The case in question is related to the former treasurers of the party, who are alleged to have paid for refurbishment work at their national headquarters, in Génova street in Madrid, with undeclared cash, as well having allegedly maintained a slush fund of irregular donations and payments for at least 18 years.
The €1.2 million bond was set by High Court Judge José de la Mata in 2015. The amount relates to the failure of treasurers Luis Bárcenas and Álvaro Lapuerta to pay taxes of €220,167 on irregular donations to the party of €1.05 million. The remainder of the bond is connected to the €1.05 million that the PP allegedly helped defraud from the Spanish Tax Agency in 2008, when it supposedly paid architecture firm Unifica for refurbishment work at its Madrid HQ with undeclared cash.
The responsibility for paying the bond lies with the PP, Unifica, Bárcenas and Lapuerta, as well as former party chief Cristóbal Páez. However, they all claim to lack the funds, and as such the magistrate is calling for the party to cover the entire bond.

» SUPPLIED MATERIAL
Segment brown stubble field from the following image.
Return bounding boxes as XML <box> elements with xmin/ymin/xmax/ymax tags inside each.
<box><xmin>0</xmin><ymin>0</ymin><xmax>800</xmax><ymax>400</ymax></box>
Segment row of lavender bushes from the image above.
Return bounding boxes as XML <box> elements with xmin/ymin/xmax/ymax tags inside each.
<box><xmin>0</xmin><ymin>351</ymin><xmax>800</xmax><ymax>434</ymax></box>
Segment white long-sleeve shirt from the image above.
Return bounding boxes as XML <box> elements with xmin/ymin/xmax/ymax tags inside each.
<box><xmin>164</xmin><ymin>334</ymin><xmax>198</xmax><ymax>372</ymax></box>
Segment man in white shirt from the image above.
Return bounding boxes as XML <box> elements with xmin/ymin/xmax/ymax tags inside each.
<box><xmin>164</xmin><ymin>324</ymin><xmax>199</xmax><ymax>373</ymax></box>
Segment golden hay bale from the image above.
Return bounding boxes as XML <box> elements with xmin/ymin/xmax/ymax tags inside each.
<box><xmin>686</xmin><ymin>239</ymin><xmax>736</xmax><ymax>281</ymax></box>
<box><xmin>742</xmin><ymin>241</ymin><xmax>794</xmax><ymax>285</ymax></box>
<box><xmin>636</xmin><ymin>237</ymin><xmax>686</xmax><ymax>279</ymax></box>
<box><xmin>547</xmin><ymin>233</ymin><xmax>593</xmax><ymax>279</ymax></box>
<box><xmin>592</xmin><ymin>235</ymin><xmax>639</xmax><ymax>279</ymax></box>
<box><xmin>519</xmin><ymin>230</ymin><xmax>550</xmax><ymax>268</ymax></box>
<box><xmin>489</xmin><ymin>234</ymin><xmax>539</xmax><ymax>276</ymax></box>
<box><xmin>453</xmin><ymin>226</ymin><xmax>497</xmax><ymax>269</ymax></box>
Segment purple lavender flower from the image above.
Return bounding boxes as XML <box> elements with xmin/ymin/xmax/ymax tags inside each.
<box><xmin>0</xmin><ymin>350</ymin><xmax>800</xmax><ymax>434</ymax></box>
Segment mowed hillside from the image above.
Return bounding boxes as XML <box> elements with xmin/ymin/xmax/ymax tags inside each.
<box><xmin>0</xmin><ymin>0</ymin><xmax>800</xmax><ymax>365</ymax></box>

» TASKS FOR THIS EXERCISE
1. Rescale the records by rewriting every line, requests included, from the line that contains "Segment white long-sleeve" through the end of the records, with each bounding-box coordinate in the answers multiplied by 0.4 and rounded to a whole number, halves rounding up. Give only those lines.
2. Extend the text on the party bond case, continuing from its last sentence.

» EXPECTED RESULTS
1.
Segment white long-sleeve shirt from the image above.
Return bounding boxes as XML <box> elements with xmin/ymin/xmax/ymax tags inside each.
<box><xmin>66</xmin><ymin>134</ymin><xmax>79</xmax><ymax>149</ymax></box>
Segment man in white shirt from the image above.
Return bounding boxes as XML <box> elements with xmin/ymin/xmax/ymax tags inside each.
<box><xmin>66</xmin><ymin>130</ymin><xmax>80</xmax><ymax>149</ymax></box>
Segment golden hay bale from the image above.
Return bounding boxes as XML <box> elements with xmin/ymin/xmax/ymax tags inside each.
<box><xmin>274</xmin><ymin>96</ymin><xmax>294</xmax><ymax>112</ymax></box>
<box><xmin>297</xmin><ymin>96</ymin><xmax>318</xmax><ymax>114</ymax></box>
<box><xmin>254</xmin><ymin>95</ymin><xmax>274</xmax><ymax>112</ymax></box>
<box><xmin>219</xmin><ymin>93</ymin><xmax>237</xmax><ymax>112</ymax></box>
<box><xmin>237</xmin><ymin>94</ymin><xmax>256</xmax><ymax>112</ymax></box>
<box><xmin>208</xmin><ymin>92</ymin><xmax>220</xmax><ymax>107</ymax></box>
<box><xmin>196</xmin><ymin>94</ymin><xmax>216</xmax><ymax>110</ymax></box>
<box><xmin>181</xmin><ymin>90</ymin><xmax>199</xmax><ymax>108</ymax></box>
Segment purple lavender flower from the image above.
Return bounding boxes as XML <box> elements with xmin/ymin/xmax/ymax tags inside each.
<box><xmin>0</xmin><ymin>140</ymin><xmax>320</xmax><ymax>174</ymax></box>
Segment mowed hillside from the image above.
Return bounding boxes as XML <box> elements with xmin/ymin/xmax/ymax tags inside each.
<box><xmin>0</xmin><ymin>0</ymin><xmax>320</xmax><ymax>146</ymax></box>

2.
The so-called “Bárcenas Papers” scandal broke in 2013, when accounting ledgers supposedly kept by the former treasurer were published by EL PAÍS. The papers allegedly showed a double-accounting system within the then-ruling party. According to the documents, and Bárcenas’ own admission, the party was receiving irregular donations from Spanish firms, and regularly paying out cash bonuses to a number of high-profile party figures, including the party’s secretary general María Dolores de Cospedal and acting PM Mariano Rajoy. Bárcenas has been in jail awaiting trial since the scandal broke, while other former party treasurers have also been questioned in court.